— What to work on —
Rescale the rows from the start through the line holding "pixel 100 182", inclusive, and give them in full, requests included. Multiply each point coordinate in the answers by 1.75 and round to the nearest whole number, with halves rounded up, but leave the numbers in the requests and their format samples as they are.

— Material for the task —
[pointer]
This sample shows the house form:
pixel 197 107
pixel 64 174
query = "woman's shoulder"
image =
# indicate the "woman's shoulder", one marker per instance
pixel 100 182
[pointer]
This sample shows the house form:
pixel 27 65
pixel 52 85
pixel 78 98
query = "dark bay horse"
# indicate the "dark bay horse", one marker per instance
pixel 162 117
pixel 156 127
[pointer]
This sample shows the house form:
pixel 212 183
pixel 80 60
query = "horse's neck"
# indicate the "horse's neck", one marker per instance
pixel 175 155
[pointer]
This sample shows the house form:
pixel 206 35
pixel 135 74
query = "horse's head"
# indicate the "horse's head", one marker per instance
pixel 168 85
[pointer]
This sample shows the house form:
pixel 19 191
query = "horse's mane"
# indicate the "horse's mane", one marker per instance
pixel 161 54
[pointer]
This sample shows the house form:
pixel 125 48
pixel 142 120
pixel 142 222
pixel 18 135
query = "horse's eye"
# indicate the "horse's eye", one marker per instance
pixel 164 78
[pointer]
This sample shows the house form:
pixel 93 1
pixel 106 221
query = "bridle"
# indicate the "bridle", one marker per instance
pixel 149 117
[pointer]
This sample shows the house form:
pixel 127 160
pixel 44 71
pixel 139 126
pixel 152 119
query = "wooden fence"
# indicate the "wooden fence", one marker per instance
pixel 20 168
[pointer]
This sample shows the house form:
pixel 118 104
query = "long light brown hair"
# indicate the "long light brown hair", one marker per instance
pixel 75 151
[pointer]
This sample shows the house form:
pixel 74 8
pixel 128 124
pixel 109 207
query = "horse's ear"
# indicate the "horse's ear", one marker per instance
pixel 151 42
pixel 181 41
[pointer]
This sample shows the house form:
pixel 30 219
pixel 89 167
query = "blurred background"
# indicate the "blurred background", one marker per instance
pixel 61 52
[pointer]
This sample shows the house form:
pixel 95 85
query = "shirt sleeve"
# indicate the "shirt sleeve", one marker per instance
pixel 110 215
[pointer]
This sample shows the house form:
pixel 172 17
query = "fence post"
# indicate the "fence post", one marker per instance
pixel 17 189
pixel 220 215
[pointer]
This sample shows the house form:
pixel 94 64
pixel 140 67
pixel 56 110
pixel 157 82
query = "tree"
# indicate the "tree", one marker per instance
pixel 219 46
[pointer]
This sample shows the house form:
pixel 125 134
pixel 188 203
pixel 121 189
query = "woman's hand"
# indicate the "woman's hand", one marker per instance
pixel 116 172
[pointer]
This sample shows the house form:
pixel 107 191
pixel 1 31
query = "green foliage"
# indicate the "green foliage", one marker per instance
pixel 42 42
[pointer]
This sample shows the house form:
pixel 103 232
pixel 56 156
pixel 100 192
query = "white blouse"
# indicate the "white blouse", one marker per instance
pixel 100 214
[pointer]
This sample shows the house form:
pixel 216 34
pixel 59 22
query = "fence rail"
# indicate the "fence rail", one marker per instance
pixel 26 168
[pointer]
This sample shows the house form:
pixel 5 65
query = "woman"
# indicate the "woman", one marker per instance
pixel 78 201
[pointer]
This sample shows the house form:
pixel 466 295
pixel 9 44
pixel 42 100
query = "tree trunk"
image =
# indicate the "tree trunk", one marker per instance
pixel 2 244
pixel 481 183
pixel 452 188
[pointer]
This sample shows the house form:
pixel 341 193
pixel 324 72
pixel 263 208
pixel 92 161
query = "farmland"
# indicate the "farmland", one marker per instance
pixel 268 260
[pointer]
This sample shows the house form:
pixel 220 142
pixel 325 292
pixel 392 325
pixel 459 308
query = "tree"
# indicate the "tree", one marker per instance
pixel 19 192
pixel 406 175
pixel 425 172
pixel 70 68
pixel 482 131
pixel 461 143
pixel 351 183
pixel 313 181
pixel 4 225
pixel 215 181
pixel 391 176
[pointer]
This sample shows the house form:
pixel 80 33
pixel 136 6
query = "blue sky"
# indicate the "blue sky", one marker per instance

— Completed task —
[pointer]
This sample shows the house form:
pixel 197 107
pixel 64 174
query = "woman's shoulder"
image =
# indicate the "woman's shoulder", one marker per instance
pixel 175 319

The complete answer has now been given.